━━ TEXT SEGMENT ━━

Tuesday, December 27, 2011

December 2006

In the midst of Advent, I find an Easter verse reverberating in my heart. "A man of sorrows, familiar with suffering" (Isaiah 53:3).

This has been a year of sadness and suffering for our family. On July 2, on a late morning training ride, Daniel was hit by a car. Impact with the pavement shattered his L2 vertebra. Twentyfour hours later, he was in surgery to rebuild the vertebra that had been crushed to 50-percent of its height.

In the weeks that followed, I watched my strong, athletic husband shake with pain, his face turn pale and gaunt, his movements become guarded and cautious, trying to avoid exacerbating his injury. I saw the ache in him when his son reached up to be held, and when the days slipped away to fall, his summer lost.

Daniel's pain was literal, mine was heartache. But in the midst of suffering, I felt joy. My husband was alive! My Daniel could walk. And more than that, his surgeon anticipated a full recovery. Daniel would return to work and to racing mountain bikes.

Isaiah calls Christ "Immanuel", which means "God with us". God was present at that intersection; He protected Daniel from far worse injuries. God was with me as I drove to the hospital. God provided the best surgeon in Spokane and guided his hands. God made my husband strong. God gave me reserved of energy I had no idea I possessed as I cared for both Daniel and Karsten. And God provided the financial resources that our foresight did not. (The young woman who hit Daniel did not have insurance and our uninsured motorist insurance was woefully inadequate to cover our expenses.)

━━━

REQUIREMENT A.
List every date that appears in the Advent reflection.
REQUIREMENT B.
Answer these questions from the Advent reflection:
(i) Which vertebra did Daniel shatter when he hit the pavement?
(ii) To what fraction of its height had that vertebra been crushed?
(iii) What does "Immanuel" mean, according to the text?
REQUIREMENT C.
Carry on the Advent reflection from the point where it stops, keeping its voice.
The material that comes next is separate from the Advent reflection above.

━━ EXCERPTED DATA ━━

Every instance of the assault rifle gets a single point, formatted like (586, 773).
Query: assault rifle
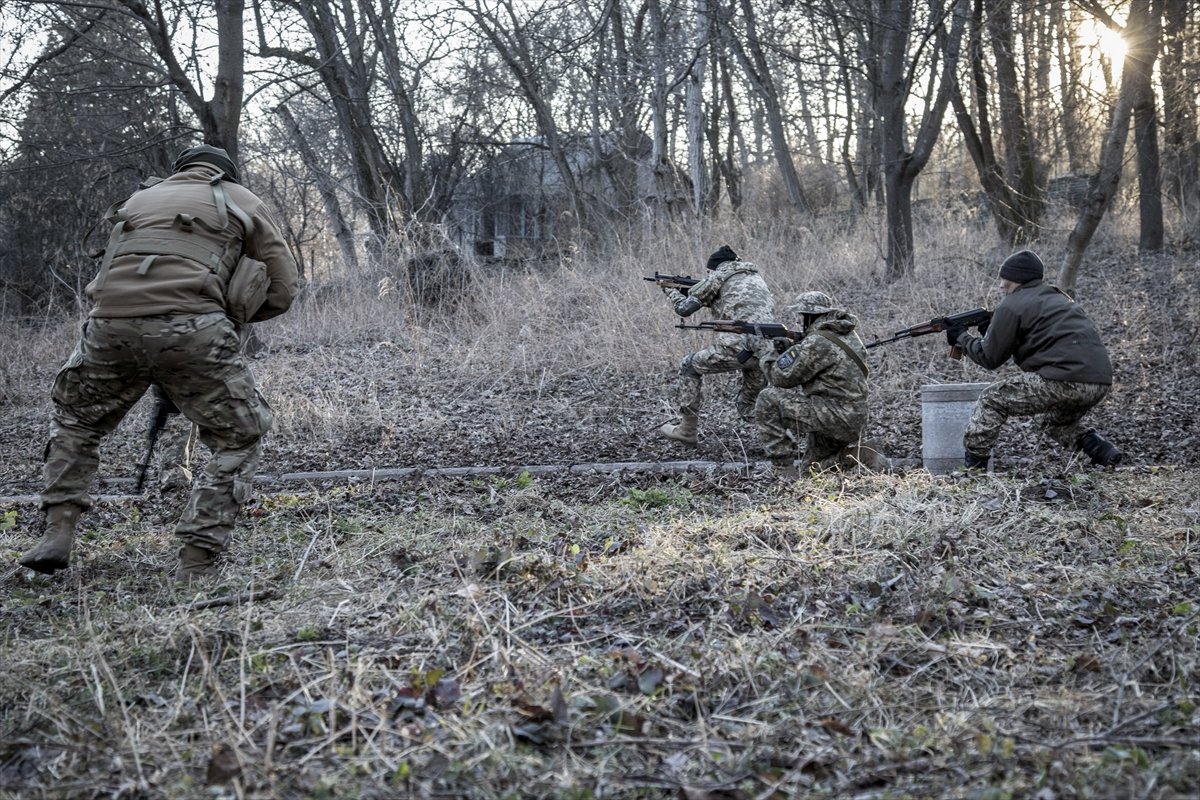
(163, 408)
(682, 282)
(766, 330)
(972, 318)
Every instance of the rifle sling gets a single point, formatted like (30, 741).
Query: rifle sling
(846, 348)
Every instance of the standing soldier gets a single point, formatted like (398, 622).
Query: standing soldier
(733, 289)
(161, 305)
(1065, 365)
(828, 366)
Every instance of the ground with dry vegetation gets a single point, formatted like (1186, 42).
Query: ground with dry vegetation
(593, 632)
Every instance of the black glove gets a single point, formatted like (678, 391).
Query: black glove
(953, 332)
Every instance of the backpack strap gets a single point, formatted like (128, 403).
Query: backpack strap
(179, 239)
(853, 356)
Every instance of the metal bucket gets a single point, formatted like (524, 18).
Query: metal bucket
(945, 410)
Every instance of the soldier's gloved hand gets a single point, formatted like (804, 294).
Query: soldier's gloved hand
(953, 332)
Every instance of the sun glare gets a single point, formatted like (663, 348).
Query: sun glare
(1111, 44)
(1103, 50)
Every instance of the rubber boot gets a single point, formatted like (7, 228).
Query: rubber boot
(54, 551)
(976, 461)
(195, 564)
(1099, 450)
(685, 432)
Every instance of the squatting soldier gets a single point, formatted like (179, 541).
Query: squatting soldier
(1065, 366)
(159, 316)
(828, 365)
(733, 289)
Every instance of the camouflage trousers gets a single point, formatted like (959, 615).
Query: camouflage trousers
(786, 415)
(720, 358)
(197, 360)
(1059, 405)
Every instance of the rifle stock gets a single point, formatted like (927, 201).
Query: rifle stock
(682, 282)
(162, 410)
(766, 330)
(972, 318)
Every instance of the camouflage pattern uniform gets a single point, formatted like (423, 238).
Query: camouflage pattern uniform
(733, 290)
(831, 408)
(1065, 367)
(159, 318)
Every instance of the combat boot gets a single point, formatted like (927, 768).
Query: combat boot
(976, 461)
(786, 467)
(174, 477)
(196, 564)
(54, 551)
(685, 432)
(1101, 451)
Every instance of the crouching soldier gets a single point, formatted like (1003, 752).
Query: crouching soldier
(161, 314)
(1065, 365)
(816, 389)
(732, 289)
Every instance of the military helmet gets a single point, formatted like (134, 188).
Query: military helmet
(209, 155)
(813, 302)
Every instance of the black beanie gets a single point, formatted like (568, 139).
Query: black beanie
(1023, 268)
(721, 256)
(208, 155)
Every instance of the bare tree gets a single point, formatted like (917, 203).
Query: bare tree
(515, 40)
(1008, 167)
(220, 115)
(1181, 79)
(1139, 34)
(757, 70)
(910, 53)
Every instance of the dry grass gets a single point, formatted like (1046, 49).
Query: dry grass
(863, 637)
(625, 636)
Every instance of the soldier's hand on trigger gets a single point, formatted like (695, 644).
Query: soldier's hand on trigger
(953, 332)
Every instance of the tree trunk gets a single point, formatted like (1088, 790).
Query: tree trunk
(1180, 132)
(694, 104)
(327, 187)
(903, 167)
(1021, 170)
(754, 62)
(1111, 152)
(221, 116)
(1144, 43)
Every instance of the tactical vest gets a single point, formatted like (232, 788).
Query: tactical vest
(179, 239)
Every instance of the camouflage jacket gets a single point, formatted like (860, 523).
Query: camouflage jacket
(733, 290)
(820, 366)
(177, 241)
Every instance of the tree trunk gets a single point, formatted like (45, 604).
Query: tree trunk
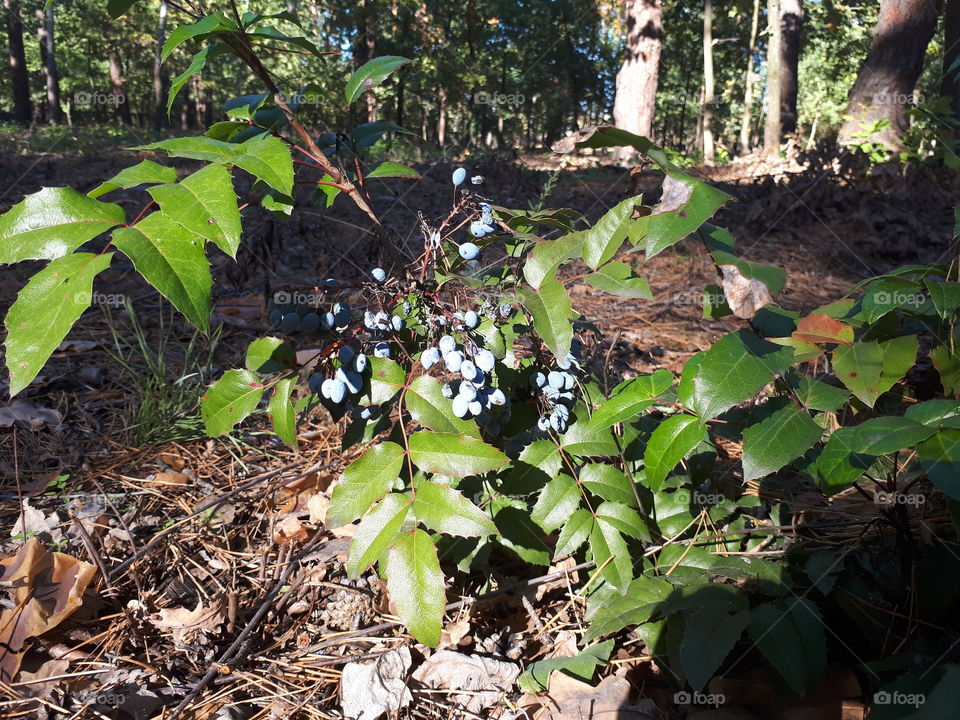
(119, 94)
(160, 80)
(791, 23)
(950, 85)
(887, 77)
(771, 134)
(19, 80)
(707, 111)
(745, 126)
(636, 92)
(48, 56)
(442, 117)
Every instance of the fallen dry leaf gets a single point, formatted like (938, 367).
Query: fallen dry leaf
(185, 624)
(484, 679)
(27, 415)
(168, 478)
(368, 691)
(45, 588)
(745, 296)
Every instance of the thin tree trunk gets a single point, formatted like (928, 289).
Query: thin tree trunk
(884, 87)
(745, 123)
(160, 80)
(442, 118)
(119, 93)
(771, 134)
(19, 79)
(709, 152)
(48, 57)
(791, 24)
(636, 91)
(950, 85)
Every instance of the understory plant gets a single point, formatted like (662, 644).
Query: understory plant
(475, 398)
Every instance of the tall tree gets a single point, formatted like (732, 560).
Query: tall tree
(746, 129)
(160, 79)
(119, 87)
(772, 133)
(791, 24)
(48, 58)
(950, 84)
(636, 88)
(887, 77)
(19, 80)
(707, 107)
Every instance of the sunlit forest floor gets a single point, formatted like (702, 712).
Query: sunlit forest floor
(212, 523)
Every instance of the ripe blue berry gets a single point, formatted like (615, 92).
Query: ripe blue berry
(453, 360)
(447, 344)
(360, 363)
(429, 357)
(337, 391)
(469, 251)
(468, 370)
(310, 322)
(460, 406)
(484, 360)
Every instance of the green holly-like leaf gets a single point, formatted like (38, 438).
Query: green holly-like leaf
(790, 635)
(53, 222)
(838, 465)
(454, 455)
(644, 596)
(146, 172)
(214, 22)
(371, 74)
(709, 634)
(672, 441)
(45, 310)
(550, 308)
(601, 242)
(547, 256)
(269, 354)
(229, 400)
(445, 510)
(608, 482)
(366, 480)
(415, 584)
(265, 157)
(778, 433)
(206, 204)
(426, 404)
(575, 532)
(391, 169)
(557, 501)
(611, 553)
(734, 369)
(377, 531)
(940, 457)
(172, 259)
(883, 435)
(631, 397)
(537, 675)
(617, 278)
(281, 413)
(869, 368)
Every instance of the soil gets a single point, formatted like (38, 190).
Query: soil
(828, 222)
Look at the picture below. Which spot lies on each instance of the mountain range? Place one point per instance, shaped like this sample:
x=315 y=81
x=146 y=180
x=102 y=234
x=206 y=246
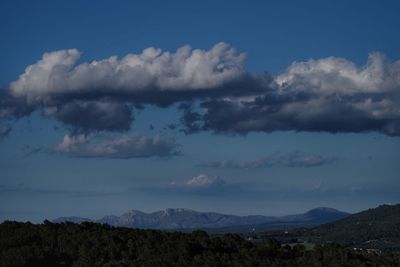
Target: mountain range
x=180 y=218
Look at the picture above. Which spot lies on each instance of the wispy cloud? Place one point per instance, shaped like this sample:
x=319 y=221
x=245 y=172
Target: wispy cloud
x=4 y=131
x=120 y=146
x=296 y=159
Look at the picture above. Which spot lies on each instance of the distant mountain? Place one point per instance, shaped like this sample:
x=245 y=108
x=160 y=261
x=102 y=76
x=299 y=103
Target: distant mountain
x=378 y=227
x=316 y=216
x=173 y=219
x=71 y=219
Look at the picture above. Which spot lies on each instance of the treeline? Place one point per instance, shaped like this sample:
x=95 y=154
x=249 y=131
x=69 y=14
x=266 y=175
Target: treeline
x=91 y=244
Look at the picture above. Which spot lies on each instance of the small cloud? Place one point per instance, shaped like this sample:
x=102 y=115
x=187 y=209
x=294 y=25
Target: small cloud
x=120 y=146
x=29 y=150
x=202 y=181
x=4 y=131
x=296 y=159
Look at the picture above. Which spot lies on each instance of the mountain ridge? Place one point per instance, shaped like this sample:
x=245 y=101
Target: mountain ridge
x=183 y=218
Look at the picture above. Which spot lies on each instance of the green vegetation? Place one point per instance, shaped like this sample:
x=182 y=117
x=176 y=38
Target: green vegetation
x=91 y=244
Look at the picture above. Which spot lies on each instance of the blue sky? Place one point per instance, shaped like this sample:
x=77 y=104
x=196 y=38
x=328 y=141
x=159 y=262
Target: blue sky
x=319 y=125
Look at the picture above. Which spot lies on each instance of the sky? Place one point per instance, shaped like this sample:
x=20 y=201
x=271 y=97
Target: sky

━━━

ANSWER SECTION A.
Tuesday, December 27, 2011
December 2006
July 2

ANSWER SECTION B.
(i) His L2 vertebra.
(ii) To 50 percent of its height.
(iii) "God with us".

ANSWER SECTION C.
I admit to being something of a worrier. But the God of all comfort lifted that weight. I trusted Him to see us through, to heal Daniel, to give me the strength to be our strength, to provide the work I needed and the money we required to pay our bills. I put that panicky little bird of worry in His hands each time its wings beat against the bars and clawed at my heart. And I learned to wait on Him. To trust more deeply than I ever had before.

I have seen Christ in my husband. In his pain. In his quiet strength. In his righteous indignation. In his love for his little boy and for me. I have seen Christ in Karsten, in his adoration of and delight in his Daddy. And I have seen the Holy Spirit - the Comforter - comfort Daniel through me.

Daniel is back at work on light duty. And he is back on his mountain bike. (We no longer ride the roads in Spokane.) Perhaps most importantly, Daniel can scoop up his son again. The healing continues.

Joy and suffering are not opposites. In Christ, they are companions. As we celebrate the birth of the Christ child, we are grateful for Christ, the man, and his willingness to come into our world and suffer for us that we might know joy.

With grateful hearts,

-Kyrsten

PS  We found out not long ago that Daniel's fusion is complete. The surgeon said he has never seen anyone grow bone as quickly as Daniel has. We know your prayers and God's grace have everything to do with it.